Problem to work on:
Repeat, without any change, the entries presented below.
[START OF Supplied entries]
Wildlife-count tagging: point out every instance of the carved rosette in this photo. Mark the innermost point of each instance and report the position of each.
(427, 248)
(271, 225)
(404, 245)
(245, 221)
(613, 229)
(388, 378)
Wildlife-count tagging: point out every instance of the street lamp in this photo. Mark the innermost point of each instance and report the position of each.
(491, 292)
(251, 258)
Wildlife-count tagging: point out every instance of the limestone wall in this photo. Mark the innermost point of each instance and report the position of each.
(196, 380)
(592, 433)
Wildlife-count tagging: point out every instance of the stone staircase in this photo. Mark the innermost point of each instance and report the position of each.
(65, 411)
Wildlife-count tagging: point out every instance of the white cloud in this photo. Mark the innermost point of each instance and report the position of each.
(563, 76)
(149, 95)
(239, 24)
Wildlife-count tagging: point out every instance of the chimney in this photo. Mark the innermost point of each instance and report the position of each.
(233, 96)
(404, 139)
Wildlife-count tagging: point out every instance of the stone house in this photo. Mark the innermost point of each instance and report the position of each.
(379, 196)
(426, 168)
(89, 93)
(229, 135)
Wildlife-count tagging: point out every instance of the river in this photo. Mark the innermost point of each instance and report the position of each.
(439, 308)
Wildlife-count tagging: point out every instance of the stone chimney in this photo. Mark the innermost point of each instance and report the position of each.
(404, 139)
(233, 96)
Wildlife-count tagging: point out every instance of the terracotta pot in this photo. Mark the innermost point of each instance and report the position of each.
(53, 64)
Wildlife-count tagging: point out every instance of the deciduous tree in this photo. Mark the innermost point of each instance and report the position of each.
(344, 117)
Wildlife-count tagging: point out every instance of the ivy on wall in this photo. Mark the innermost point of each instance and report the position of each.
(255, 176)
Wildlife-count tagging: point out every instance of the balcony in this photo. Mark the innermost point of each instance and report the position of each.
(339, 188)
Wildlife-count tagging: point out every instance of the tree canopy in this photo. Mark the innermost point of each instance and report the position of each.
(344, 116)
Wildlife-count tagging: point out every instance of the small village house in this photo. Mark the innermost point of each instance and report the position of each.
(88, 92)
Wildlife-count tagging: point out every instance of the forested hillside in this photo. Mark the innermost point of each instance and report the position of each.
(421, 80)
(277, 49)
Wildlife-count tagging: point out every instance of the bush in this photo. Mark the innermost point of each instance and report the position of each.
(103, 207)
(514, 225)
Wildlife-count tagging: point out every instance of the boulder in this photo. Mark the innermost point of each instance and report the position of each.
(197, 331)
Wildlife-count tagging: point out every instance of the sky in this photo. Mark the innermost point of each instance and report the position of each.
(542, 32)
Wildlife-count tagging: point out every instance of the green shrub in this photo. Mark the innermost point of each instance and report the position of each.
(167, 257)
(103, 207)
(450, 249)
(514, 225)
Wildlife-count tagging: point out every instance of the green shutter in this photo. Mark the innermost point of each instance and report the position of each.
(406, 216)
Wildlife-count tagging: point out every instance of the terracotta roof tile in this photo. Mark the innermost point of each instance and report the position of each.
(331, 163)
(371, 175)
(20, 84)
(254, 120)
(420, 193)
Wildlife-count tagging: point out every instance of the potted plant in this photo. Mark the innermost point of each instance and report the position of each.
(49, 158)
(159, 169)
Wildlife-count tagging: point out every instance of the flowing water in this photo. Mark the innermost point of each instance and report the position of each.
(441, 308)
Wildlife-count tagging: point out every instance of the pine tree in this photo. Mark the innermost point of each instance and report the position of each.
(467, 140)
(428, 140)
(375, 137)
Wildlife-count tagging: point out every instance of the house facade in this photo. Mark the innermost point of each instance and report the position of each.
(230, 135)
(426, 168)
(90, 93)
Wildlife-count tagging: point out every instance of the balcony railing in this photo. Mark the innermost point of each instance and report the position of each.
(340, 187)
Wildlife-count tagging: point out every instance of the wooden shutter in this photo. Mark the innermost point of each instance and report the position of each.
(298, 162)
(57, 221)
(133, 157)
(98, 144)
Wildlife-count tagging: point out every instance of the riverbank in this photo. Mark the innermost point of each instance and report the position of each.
[END OF Supplied entries]
Completed exercise:
Wildlife-count tagging: point out every instance of the carved rosette in this photo. Mark the innermost point of each instance and report the position of each.
(427, 248)
(271, 225)
(404, 245)
(245, 221)
(613, 229)
(388, 378)
Wildlife-count tagging: point out every instance of the street lamp in this photo. Mark the innermost point of each instance and report the position of each.
(491, 292)
(251, 258)
Wildlife-count tagging: point out every instance of the limestone wall in this photo. Mark the innermost point of each instance and report the position of each.
(196, 380)
(592, 433)
Wildlife-count tagging: point out every instance of the stone staircase in this photo. Mark the innermost point of each instance and report the position of each.
(65, 411)
Wildlife-count tagging: point out every instance of the white cloud in this photo. Mark the innermost point of each instance and report the position of each.
(563, 76)
(149, 95)
(239, 24)
Wildlife-count tagging: point out every instance of the chimney in this photo. Mark the innermost point of each instance and report the position of each.
(233, 96)
(404, 139)
Wildlife-count tagging: point out every instance of the stone house in this photo. Mark the innermost point of each instance and report the position of each.
(379, 196)
(426, 168)
(89, 93)
(229, 135)
Wildlife-count tagging: point out every instance of the river in this photo. Mark the innermost point of each instance and report the position of each.
(439, 308)
Wildlife-count tagging: point out every instance of the stone chimney in this photo. Mark the innermost point of each instance and report the position of each.
(404, 139)
(233, 96)
Wildlife-count tagging: point out every instance of the terracotta pot in this photo. Mark the innermost point of each instance and report the position of each.
(53, 64)
Wildlife-count tagging: point out every instance of the deciduous tree in this photo. Mark the innermost point of each instance and report the position of each.
(344, 117)
Wildlife-count tagging: point out every instance of the ivy on wall in this photo. Mark the innermost point of each instance and report the position of each.
(255, 176)
Wildlife-count tagging: point out every instance of the balcony in this photo. Mark the innermost point of each instance and report the position of each.
(339, 188)
Wildlife-count tagging: point out every instance of the tree canopy in this photo. Mark the innermost point of each instance and report the position of each.
(344, 116)
Wildlife-count tagging: point out every instance of the small village house in this photo. Mark the innermost point of each instance and report the position of each.
(88, 92)
Wildlife-count tagging: point out every instance of the forested hillside in this photo. Mark the innermost point of each instance and report the position of each.
(421, 80)
(277, 49)
Wildlife-count tagging: point out every instance of the bush in this photo. Mark the innermost point of each instance and report the position of each.
(103, 207)
(514, 225)
Wildlife-count tagging: point out every instance of the boulder in this photo. Mark the innermost point of each instance and report the position of each.
(197, 331)
Wildlife-count tagging: point out every instance of the sky in this photo. Mark the innermost point of each instance and report the position of each.
(542, 32)
Wildlife-count tagging: point out every instance of the green shrub in this photo. Mark the innermost point of each instance and report the position of each.
(167, 257)
(103, 207)
(450, 249)
(514, 225)
Wildlife-count tagging: point out every instance of the green shutter in this photo. Mark the innermost point of each instance and report the position of each.
(406, 216)
Wildlife-count tagging: point out every instance of the terracotta roof tile in this photo. Mark the innermost point of each instance and report the position of each.
(331, 163)
(371, 175)
(20, 84)
(254, 120)
(420, 193)
Wildlife-count tagging: point out every instance of the potted plant in this photo. Mark the innermost point of each instance and report the position of each.
(49, 158)
(159, 169)
Wildlife-count tagging: point out every instance of the flowing water in this photo. Mark the innermost point of each instance and report the position of each.
(441, 308)
Wildlife-count tagging: point out every instance of the pine tree in this photo. Mark the innermost point of each instance and report the position of each.
(467, 140)
(428, 140)
(375, 137)
Wildlife-count tagging: point out every instance of the house facade in this photo. Mark the innermost point of each instance and report the position of each.
(230, 135)
(426, 168)
(90, 93)
Wildlife-count tagging: point out every instance of the balcony railing in this photo. Mark the innermost point of each instance and report the position of each.
(340, 187)
Wildlife-count tagging: point out every instance of the wooden shutter in this photo. Mark the innermost point of each instance and report the position of each.
(298, 162)
(57, 221)
(133, 157)
(98, 144)
Wildlife-count tagging: point out every instance of the riverbank in this photo. Mark the innermost point of each instance and report the position of each.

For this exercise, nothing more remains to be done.